### Extracted material

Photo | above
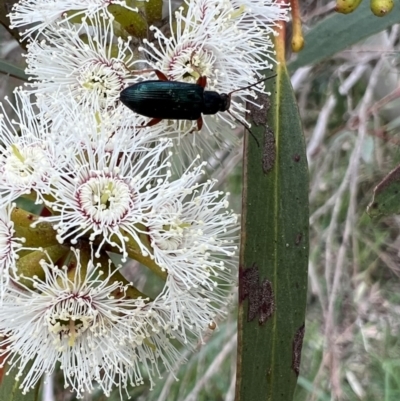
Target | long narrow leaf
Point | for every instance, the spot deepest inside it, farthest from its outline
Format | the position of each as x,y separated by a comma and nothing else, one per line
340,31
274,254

### Work required
Rewrite every line of the listing above, requests included, multiplying each x,y coordinate in the answers by 0.75 and rounding to whole numbers, with halves going up. Leave the pictures out.

### Complete output
Photo | above
Target | long narrow leaf
Point | for every instance, the spot deepest inside it, farthest from its outline
Format | the position of each as x,y separated by a comma and nothing else, one per line
255,23
206,191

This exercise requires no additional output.